--- start Available data ---
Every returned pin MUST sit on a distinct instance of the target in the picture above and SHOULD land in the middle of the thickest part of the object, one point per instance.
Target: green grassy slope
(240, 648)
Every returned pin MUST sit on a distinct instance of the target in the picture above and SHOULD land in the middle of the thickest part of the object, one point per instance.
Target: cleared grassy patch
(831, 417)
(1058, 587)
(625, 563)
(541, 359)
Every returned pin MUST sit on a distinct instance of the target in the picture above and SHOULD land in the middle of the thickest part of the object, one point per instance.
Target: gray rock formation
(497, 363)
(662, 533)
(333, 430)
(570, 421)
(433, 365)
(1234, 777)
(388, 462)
--- end Available data ---
(Short task):
Quote the whole listing above word for word, from its first line through its last.

(Expected answer):
Every returned pin MUST sit on a distinct instance of the target in the picture above and SHOULD land in the middle of the thickest part of the object, one point per instance.
Target: green grassy slope
(240, 648)
Every returned pin MUST sit on a distinct instance of the target in the picture above and SHOULD land in the middle of the thickest part of the object, one point per instance.
Target: cleared grassy patch
(831, 417)
(1058, 587)
(625, 563)
(541, 359)
Every returned pin MUST sit on a distinct instance of the target in the picture above and SHOULD land in the middle of the thickest part of the object, one point per instance.
Target: gray rock formation
(497, 363)
(662, 533)
(333, 430)
(570, 421)
(433, 365)
(1234, 777)
(388, 462)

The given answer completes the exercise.